*Texte fourni*
**********
A.  L’évaluation faite par la Commission de la preuve documentaire était‑elle raisonnable?

[13]  Je suis d’avis que la Commission a commis une erreur en ce qui concerne la source et l’auteur du rapport. La Commission semble s’être fondée uniquement sur le rapport pour évaluer les risques auxquels est exposée la demanderesse en tant que femme au Sri Lanka, puisqu’il s’agit de la seule source mentionnée. Comme l’affirme la demanderesse, le rapport n’était pas à la disposition de la Commission lors de l’audience, étant donné qu’il n’a été ajouté à l’index du CND qu’en avril 2018. Par ailleurs, l’auteur mentionné du rapport est le « Sri Lanka ». À la première page du rapport figure la remarque suivante : « Le document est reproduit tel qu’il a été reçu. Son contenu n’implique aucune prise de position de la part du Secrétariat de l’Organisation des Nations Unies. »

[14]  Je suis d’avis que la Commission s’est fondée sur ce document de façon déraisonnable pour trois raisons. Premièrement, le rapport a été rédigé par le gouvernement du Sri Lanka, et non par le Conseil de l’ONU, comme le laisse entendre la Commission. La différence est évidente si on compare le rapport aux autres documents figurant dans le CND d’avril 2018, qui ont réellement été rédigés par le Conseil de l’ONU.
**********
*Données disponibles*
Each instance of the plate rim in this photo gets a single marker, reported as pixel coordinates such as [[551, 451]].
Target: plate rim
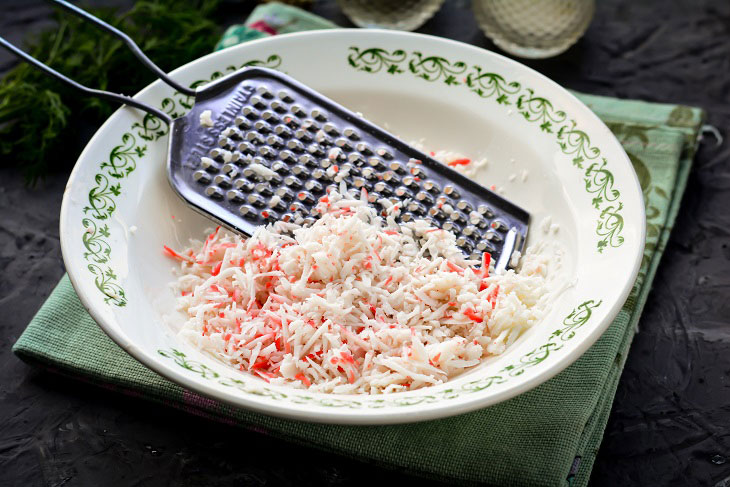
[[424, 412]]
**********
*Objectif*
Relevez toutes les institutions (organismes, gouvernements, conseils ou secrétariats) nommées dans le texte fourni. Le matériel n'est pas nécessaire ici.

*Résultat*
- la Commission
- le Secrétariat de l'Organisation des Nations Unies
- le gouvernement du Sri Lanka
- le Conseil de l'ONU